• [Task to carry out]
Find every line in the records below that contains the word "front", and copy each such line.
[Source material Boundary: Start]
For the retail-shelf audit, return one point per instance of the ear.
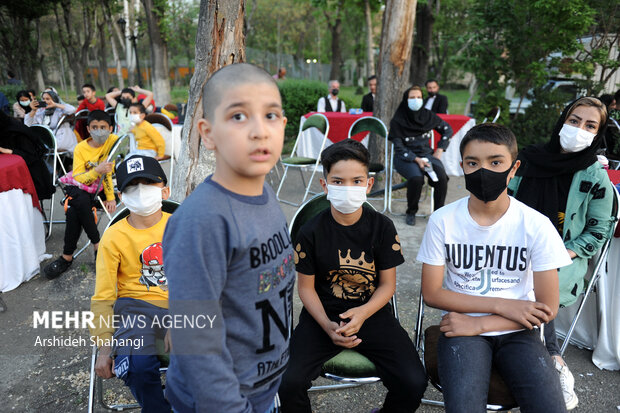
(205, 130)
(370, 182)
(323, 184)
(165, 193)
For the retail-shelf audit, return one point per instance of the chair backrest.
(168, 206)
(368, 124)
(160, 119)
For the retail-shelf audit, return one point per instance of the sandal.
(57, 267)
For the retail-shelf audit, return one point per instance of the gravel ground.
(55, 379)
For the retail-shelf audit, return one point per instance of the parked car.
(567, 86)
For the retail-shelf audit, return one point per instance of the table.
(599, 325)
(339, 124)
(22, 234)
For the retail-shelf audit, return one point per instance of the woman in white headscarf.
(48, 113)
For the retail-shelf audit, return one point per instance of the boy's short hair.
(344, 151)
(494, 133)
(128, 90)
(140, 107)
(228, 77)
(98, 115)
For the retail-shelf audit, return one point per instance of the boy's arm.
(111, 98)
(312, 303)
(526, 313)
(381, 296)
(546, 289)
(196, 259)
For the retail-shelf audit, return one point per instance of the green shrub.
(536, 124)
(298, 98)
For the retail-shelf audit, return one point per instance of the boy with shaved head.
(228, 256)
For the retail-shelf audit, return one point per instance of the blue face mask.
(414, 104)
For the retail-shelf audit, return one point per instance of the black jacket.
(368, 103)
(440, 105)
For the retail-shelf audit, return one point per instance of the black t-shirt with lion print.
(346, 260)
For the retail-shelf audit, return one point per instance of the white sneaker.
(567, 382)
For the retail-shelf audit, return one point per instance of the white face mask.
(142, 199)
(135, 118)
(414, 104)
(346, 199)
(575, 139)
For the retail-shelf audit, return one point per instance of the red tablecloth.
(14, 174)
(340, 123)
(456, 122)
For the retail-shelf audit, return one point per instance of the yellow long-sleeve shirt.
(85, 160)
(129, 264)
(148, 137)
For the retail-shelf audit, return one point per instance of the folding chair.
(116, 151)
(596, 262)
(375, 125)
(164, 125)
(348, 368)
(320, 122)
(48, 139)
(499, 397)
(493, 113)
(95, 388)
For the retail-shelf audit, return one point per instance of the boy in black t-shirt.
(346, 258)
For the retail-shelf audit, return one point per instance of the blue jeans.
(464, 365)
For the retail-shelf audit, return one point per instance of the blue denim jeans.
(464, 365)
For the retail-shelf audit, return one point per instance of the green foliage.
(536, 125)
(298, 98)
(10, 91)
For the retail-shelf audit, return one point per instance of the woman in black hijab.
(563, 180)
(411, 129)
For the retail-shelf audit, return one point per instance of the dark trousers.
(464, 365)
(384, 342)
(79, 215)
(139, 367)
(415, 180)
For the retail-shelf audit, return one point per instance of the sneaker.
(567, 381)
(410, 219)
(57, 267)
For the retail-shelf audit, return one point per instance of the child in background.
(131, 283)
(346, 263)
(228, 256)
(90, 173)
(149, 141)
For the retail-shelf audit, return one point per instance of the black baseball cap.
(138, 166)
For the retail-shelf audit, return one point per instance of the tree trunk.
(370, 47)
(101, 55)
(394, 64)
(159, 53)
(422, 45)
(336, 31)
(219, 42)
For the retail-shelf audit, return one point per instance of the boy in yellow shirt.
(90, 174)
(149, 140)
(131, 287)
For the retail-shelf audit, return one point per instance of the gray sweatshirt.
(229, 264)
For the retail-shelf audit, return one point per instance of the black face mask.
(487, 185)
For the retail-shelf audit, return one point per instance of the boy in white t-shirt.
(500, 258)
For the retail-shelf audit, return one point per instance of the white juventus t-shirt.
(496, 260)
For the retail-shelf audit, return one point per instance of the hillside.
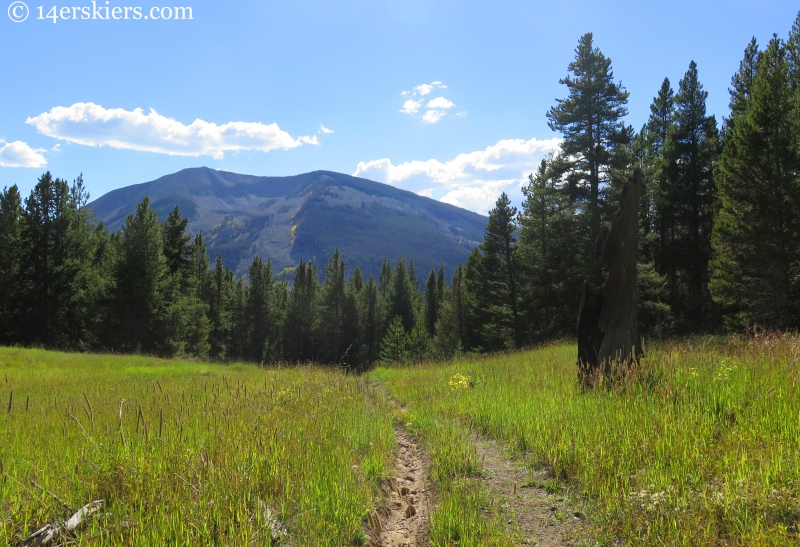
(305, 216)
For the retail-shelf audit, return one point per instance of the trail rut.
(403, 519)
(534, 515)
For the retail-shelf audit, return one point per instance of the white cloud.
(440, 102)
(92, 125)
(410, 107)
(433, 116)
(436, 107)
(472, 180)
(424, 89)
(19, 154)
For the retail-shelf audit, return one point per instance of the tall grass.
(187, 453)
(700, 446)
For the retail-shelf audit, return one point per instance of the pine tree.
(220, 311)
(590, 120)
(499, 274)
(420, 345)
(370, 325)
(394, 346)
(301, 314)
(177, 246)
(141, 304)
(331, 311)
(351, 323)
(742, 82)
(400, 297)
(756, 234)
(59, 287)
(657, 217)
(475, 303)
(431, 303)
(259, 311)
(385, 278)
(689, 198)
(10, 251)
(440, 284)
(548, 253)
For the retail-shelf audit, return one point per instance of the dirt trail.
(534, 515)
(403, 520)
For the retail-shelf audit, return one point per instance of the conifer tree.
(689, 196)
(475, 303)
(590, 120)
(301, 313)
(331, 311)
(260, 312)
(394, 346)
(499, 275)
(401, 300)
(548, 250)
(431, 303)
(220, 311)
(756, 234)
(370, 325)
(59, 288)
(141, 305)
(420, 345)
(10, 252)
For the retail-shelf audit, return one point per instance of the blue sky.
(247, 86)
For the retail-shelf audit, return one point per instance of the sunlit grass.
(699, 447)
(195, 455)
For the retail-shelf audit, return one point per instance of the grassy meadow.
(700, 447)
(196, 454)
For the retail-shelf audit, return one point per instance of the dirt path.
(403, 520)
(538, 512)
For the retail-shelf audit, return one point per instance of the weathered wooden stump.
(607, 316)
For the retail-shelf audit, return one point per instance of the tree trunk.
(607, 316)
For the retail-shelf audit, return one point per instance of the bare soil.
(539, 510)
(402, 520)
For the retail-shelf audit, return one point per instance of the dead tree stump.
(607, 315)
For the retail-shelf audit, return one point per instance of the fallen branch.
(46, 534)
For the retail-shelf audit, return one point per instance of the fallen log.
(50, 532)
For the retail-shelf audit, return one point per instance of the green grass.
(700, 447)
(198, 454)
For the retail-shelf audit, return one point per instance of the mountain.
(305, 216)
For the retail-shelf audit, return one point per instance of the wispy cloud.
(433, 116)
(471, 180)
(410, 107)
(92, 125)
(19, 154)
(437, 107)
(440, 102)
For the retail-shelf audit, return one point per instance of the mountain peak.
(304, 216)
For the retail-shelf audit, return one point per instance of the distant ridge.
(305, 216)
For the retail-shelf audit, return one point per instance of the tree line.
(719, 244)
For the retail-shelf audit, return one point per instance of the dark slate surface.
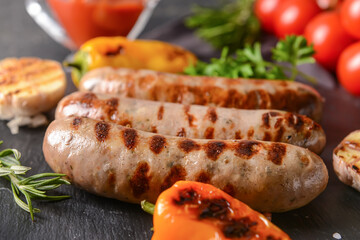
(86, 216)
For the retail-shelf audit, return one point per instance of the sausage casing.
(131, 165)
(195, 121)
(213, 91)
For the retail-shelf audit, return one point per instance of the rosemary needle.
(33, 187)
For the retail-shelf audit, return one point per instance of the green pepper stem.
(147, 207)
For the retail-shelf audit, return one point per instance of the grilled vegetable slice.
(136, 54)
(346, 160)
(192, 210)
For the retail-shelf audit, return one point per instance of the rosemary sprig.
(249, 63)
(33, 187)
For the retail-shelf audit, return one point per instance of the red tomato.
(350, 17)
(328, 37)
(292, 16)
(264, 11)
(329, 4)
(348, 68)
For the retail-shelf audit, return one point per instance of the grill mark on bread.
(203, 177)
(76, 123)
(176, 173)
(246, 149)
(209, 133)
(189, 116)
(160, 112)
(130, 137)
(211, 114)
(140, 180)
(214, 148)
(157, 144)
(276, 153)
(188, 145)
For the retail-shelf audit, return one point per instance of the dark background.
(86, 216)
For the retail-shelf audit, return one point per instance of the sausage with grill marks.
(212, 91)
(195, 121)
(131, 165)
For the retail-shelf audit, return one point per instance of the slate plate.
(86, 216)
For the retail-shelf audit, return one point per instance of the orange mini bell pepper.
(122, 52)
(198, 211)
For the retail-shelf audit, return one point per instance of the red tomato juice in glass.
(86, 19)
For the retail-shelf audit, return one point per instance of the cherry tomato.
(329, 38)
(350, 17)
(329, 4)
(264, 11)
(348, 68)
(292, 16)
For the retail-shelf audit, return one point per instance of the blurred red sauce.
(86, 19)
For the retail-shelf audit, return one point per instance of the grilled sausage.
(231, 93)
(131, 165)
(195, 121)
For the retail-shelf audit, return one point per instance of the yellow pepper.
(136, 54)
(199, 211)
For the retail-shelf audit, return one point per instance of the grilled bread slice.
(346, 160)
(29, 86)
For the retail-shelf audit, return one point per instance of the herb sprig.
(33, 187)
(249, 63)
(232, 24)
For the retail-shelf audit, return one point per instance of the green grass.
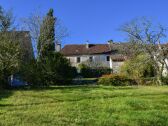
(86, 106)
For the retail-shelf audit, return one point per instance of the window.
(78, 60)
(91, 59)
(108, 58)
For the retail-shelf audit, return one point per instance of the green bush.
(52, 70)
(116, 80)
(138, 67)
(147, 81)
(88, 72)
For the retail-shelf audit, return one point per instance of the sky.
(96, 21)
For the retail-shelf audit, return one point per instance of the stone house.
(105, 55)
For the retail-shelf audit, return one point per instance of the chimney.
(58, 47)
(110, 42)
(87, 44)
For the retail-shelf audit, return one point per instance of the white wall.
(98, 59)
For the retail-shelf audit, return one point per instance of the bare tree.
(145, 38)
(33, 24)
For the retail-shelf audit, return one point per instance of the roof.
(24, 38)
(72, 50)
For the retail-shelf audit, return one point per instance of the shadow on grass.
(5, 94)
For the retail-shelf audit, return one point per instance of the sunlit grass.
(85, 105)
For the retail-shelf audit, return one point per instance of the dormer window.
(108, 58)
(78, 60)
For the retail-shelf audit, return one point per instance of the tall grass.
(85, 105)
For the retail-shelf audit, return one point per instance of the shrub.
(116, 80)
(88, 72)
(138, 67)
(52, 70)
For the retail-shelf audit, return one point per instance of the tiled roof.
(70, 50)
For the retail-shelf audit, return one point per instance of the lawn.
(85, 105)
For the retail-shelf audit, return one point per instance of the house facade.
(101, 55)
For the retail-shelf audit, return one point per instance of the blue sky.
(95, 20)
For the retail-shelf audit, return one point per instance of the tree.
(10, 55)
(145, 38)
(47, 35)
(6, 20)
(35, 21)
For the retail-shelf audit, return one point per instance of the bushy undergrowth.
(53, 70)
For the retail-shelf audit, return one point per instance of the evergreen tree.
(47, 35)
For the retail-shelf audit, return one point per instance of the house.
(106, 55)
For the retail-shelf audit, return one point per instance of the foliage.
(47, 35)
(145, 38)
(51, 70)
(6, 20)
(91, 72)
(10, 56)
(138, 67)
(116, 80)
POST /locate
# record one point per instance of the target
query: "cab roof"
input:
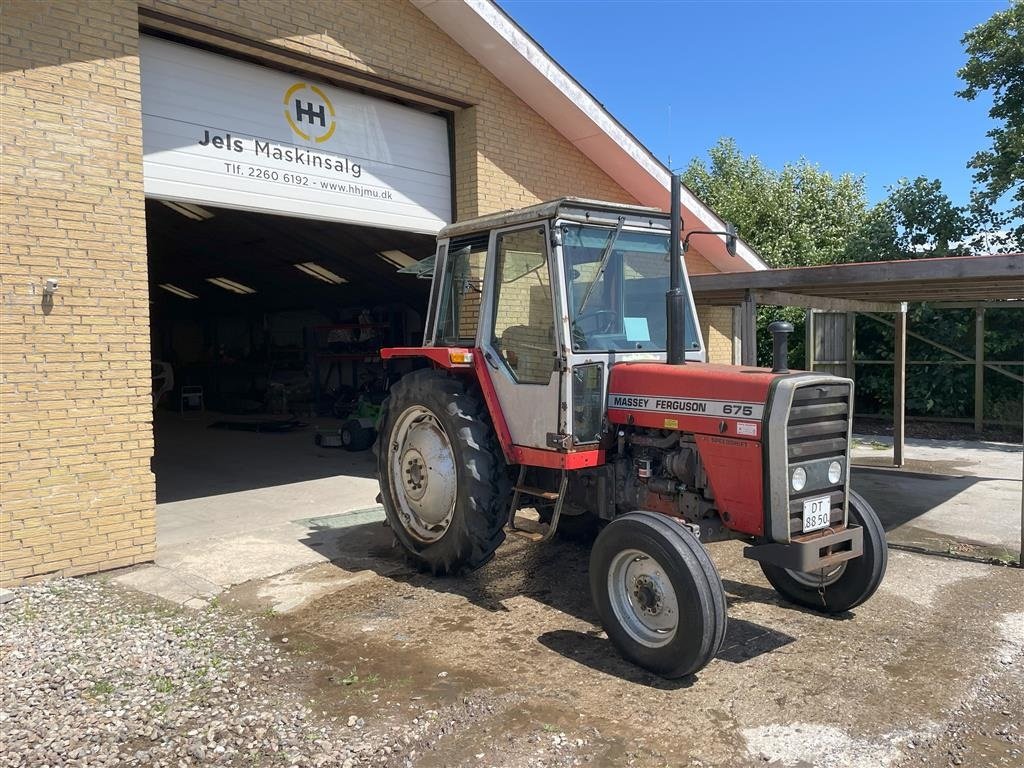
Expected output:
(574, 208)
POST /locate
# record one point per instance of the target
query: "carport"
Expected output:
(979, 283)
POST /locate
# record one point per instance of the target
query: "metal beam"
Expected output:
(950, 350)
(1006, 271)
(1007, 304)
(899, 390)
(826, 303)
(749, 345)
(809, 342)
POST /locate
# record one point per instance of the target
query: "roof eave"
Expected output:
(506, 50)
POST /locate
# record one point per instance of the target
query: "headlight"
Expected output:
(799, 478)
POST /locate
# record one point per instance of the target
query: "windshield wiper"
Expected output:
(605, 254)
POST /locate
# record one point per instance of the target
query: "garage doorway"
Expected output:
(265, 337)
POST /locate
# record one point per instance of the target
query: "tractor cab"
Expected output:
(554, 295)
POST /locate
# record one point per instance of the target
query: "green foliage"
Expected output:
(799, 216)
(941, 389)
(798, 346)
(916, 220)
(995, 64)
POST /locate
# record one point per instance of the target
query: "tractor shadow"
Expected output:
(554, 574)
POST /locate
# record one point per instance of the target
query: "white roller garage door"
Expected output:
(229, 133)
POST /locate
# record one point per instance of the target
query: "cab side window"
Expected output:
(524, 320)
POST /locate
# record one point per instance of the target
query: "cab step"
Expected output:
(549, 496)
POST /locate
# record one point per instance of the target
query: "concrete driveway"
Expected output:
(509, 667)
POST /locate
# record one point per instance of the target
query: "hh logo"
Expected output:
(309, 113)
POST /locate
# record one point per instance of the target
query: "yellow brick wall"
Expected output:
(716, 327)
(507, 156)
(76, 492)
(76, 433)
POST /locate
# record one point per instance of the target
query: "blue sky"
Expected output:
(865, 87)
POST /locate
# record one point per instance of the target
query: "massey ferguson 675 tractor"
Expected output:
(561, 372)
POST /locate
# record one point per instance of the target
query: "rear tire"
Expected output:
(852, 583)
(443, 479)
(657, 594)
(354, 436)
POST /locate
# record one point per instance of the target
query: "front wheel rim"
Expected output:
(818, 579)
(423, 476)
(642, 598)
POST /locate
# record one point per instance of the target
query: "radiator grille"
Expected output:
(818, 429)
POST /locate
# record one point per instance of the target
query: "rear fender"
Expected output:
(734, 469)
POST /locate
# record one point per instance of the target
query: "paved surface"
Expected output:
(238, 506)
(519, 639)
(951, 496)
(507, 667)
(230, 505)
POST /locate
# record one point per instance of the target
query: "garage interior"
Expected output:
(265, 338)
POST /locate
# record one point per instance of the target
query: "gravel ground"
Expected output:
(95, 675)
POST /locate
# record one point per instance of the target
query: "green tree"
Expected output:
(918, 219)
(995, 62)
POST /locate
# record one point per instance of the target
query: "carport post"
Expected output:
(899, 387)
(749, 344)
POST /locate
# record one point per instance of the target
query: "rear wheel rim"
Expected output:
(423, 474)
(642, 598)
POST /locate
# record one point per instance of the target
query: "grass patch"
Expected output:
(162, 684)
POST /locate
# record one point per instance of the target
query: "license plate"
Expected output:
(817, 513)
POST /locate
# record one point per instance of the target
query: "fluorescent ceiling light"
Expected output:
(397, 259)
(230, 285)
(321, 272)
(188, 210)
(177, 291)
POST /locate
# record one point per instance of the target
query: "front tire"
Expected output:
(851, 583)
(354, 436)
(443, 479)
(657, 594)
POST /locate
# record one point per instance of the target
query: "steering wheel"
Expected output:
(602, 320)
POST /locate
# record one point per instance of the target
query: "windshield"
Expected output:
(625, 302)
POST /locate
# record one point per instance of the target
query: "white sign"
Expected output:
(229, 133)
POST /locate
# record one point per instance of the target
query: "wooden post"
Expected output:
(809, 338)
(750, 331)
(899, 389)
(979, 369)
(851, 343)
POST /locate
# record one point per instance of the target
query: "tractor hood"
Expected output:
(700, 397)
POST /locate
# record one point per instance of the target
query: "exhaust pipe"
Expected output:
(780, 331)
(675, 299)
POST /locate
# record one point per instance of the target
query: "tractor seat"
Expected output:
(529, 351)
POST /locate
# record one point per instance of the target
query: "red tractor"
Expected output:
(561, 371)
[Source material Boundary: End]
• [The completed task]
query: "front wheel rim"
query: "front tire"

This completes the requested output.